Location identification items:
------------------------------------

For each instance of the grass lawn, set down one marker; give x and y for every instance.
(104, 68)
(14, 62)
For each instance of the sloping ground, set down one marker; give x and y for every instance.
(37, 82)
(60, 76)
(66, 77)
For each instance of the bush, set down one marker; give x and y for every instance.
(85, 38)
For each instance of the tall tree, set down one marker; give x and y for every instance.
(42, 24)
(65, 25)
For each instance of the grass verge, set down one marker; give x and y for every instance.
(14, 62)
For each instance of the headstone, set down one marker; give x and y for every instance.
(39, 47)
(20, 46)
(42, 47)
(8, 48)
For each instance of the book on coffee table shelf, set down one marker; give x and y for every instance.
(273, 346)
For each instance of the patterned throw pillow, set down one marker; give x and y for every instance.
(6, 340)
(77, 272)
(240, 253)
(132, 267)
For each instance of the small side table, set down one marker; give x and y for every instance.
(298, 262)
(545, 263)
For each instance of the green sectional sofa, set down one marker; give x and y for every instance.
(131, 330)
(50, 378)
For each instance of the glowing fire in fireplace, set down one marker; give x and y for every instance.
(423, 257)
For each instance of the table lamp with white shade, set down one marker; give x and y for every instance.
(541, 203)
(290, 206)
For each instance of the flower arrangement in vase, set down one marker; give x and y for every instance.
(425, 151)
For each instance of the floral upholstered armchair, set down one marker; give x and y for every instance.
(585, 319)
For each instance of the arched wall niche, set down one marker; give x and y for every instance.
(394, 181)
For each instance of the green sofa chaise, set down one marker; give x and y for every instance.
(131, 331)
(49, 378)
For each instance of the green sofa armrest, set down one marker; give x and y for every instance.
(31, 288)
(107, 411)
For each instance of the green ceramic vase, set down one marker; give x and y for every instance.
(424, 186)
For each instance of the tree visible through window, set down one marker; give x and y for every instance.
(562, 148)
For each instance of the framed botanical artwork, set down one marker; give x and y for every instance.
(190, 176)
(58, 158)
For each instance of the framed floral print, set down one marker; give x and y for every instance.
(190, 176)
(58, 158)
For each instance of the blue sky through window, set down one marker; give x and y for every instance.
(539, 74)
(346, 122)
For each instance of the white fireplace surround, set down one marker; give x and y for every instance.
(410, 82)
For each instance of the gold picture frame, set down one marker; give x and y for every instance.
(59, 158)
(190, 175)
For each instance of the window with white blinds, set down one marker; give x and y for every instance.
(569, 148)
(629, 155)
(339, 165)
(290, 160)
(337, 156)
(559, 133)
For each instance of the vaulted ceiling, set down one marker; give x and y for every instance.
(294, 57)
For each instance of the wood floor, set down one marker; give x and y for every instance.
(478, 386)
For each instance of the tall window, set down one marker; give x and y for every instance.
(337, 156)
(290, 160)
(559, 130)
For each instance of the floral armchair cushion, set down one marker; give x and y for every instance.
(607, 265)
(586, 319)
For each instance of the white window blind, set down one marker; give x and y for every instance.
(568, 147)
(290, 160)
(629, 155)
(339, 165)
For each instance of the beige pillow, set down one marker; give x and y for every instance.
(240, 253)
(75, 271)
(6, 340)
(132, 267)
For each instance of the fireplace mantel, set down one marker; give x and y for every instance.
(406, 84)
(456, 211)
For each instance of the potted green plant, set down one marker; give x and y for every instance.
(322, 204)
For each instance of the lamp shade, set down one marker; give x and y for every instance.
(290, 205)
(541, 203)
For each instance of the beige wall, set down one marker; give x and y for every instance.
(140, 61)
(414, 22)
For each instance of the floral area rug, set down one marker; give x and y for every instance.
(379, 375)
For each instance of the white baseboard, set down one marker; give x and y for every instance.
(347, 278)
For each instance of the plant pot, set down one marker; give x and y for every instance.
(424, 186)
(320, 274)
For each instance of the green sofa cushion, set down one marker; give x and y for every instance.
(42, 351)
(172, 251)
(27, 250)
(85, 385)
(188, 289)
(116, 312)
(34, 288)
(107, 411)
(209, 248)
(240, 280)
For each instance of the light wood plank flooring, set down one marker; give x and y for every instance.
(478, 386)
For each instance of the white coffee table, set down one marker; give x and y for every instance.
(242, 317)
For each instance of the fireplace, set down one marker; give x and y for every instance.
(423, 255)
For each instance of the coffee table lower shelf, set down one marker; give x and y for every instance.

------------------------------------

» **Given problem**
Rewrite these items as a numbered list, leaving out any blank lines.

» **Complete response**
1. For each instance of the grass lawn, set down one marker; give x and y for every instance.
2. (104, 68)
3. (14, 62)
4. For each instance of the sloping ground, set down one marker; give x and y for every instance.
5. (37, 82)
6. (60, 76)
7. (66, 77)
8. For each instance of the bush, set down one marker; give x and y for every instance.
9. (85, 38)
10. For each instance of the tall tree, set down one marker; give x and y for every instance.
11. (42, 24)
12. (65, 25)
13. For each instance of the grass verge, set down one marker; give x and y for every instance.
14. (14, 62)
15. For each instance of the headstone, set down one marker; give x and y for every instance.
16. (39, 47)
17. (20, 46)
18. (42, 47)
19. (8, 48)
20. For each instance of the book on coffee table shelf, set down one marker; give x and y for every instance.
21. (273, 346)
22. For each instance of the patterned throw pillow, set down one marker; give x and y for every instance.
23. (6, 340)
24. (77, 272)
25. (240, 253)
26. (132, 267)
27. For each instance of the small side table, set down one marker; give x and y for every instance.
28. (298, 262)
29. (545, 263)
30. For each instance of the green sectional sofa, set down one marker; give x and y for every instance.
31. (131, 330)
32. (50, 378)
33. For each instance of the glowing fire in fireplace, set down one marker; give x and y for every instance.
34. (423, 257)
35. For each instance of the table lamp with white shade, set down one marker; give x and y for every instance.
36. (541, 203)
37. (290, 206)
38. For each instance of the flower arrangement in vase, set down one marker; give x and y for every instance.
39. (425, 151)
40. For each instance of the floral upholstered armchair, set down one marker; give x and y for every instance.
41. (585, 319)
42. For each instance of the arched wall niche, set down one marker; give x and y for every instance.
43. (394, 181)
44. For each instance of the green sofa chaise, set down one marker; give x and y for every instance.
45. (131, 331)
46. (49, 378)
47. For each instance of the green sofa armrest, set down one marker; give x and y for every instance.
48. (31, 288)
49. (107, 411)
50. For each instance of the green ceramic vase, set down one marker; give x and y for every instance.
51. (424, 186)
52. For each instance of the tree visible through window, set down one marker; give x and y for every instance.
53. (562, 148)
54. For each instance of the framed botanical artwork, set down one marker; give x and y for every instance.
55. (190, 176)
56. (58, 158)
57. For each instance of the framed floral print, set down one marker; give x and y for every instance.
58. (190, 176)
59. (58, 158)
60. For each instance of the blue sky through window, set down one marker; give x and y for every instance.
61. (539, 74)
62. (346, 122)
63. For each instance of the white fireplace surround, set down one marker; give x and y for every instance.
64. (410, 82)
65. For each instance of the gold picture frame, set down one marker; give x and y for every instance.
66. (59, 158)
67. (190, 175)
68. For each instance of the window with white blinds, set down one marker; give x and y for every instance.
69. (569, 148)
70. (629, 155)
71. (339, 165)
72. (290, 160)
73. (337, 156)
74. (559, 133)
75. For each instance of the vaulted ceiling, set down one marker; give x and y for every instance.
76. (294, 57)
77. For each instance of the wood floor, set down one marker; give x and y for every instance.
78. (478, 386)
79. For each instance of the tall window, set down one marker; give x and y for every instance.
80. (337, 156)
81. (290, 160)
82. (559, 130)
83. For each instance of the floral armchair cushion, set down one marker; give x and y for every instance.
84. (607, 265)
85. (586, 319)
86. For each instance of the white window blind, set down one marker; give x and y for every instance.
87. (568, 147)
88. (290, 160)
89. (629, 155)
90. (339, 165)
91. For each instance of the beige pillow, set down one marker; give x and y for every instance.
92. (240, 253)
93. (75, 271)
94. (6, 340)
95. (132, 267)
96. For each instance of the fireplace mantel, set down one marker; give x and y for every instance.
97. (406, 84)
98. (456, 211)
99. For each instance of the potted green plant, set down one marker; give x and y for every instance.
100. (322, 204)
101. For each instance of the lamp shade, set down one marker; give x and y for every instance.
102. (290, 205)
103. (541, 203)
104. For each instance of the beige wall, set down one marker; give x and y for every instance.
105. (140, 61)
106. (414, 22)
107. For each instance of the floral area rug, set down one marker; give x and y for every instance.
108. (379, 375)
109. For each instance of the white baseboard, set down one marker; give x and y for every instance.
110. (347, 278)
111. For each instance of the plant pot, set down one marker; give x and y for every instance.
112. (424, 186)
113. (320, 274)
114. For each instance of the green sofa cushion, set down one marker; give x and y for every instance.
115. (42, 351)
116. (172, 251)
117. (27, 250)
118. (85, 385)
119. (188, 289)
120. (116, 312)
121. (34, 288)
122. (107, 411)
123. (209, 248)
124. (240, 280)
125. For each instance of the light wood plank flooring, set down one marker; give x and y for every instance.
126. (478, 386)
127. For each instance of the white coffee table, set down one marker; give x and y for every instance.
128. (242, 317)
129. For each instance of the fireplace, set down one marker; give x and y for every instance.
130. (423, 255)
131. For each instance of the coffee table lower shelf, set down one marker; give x and y for every instance.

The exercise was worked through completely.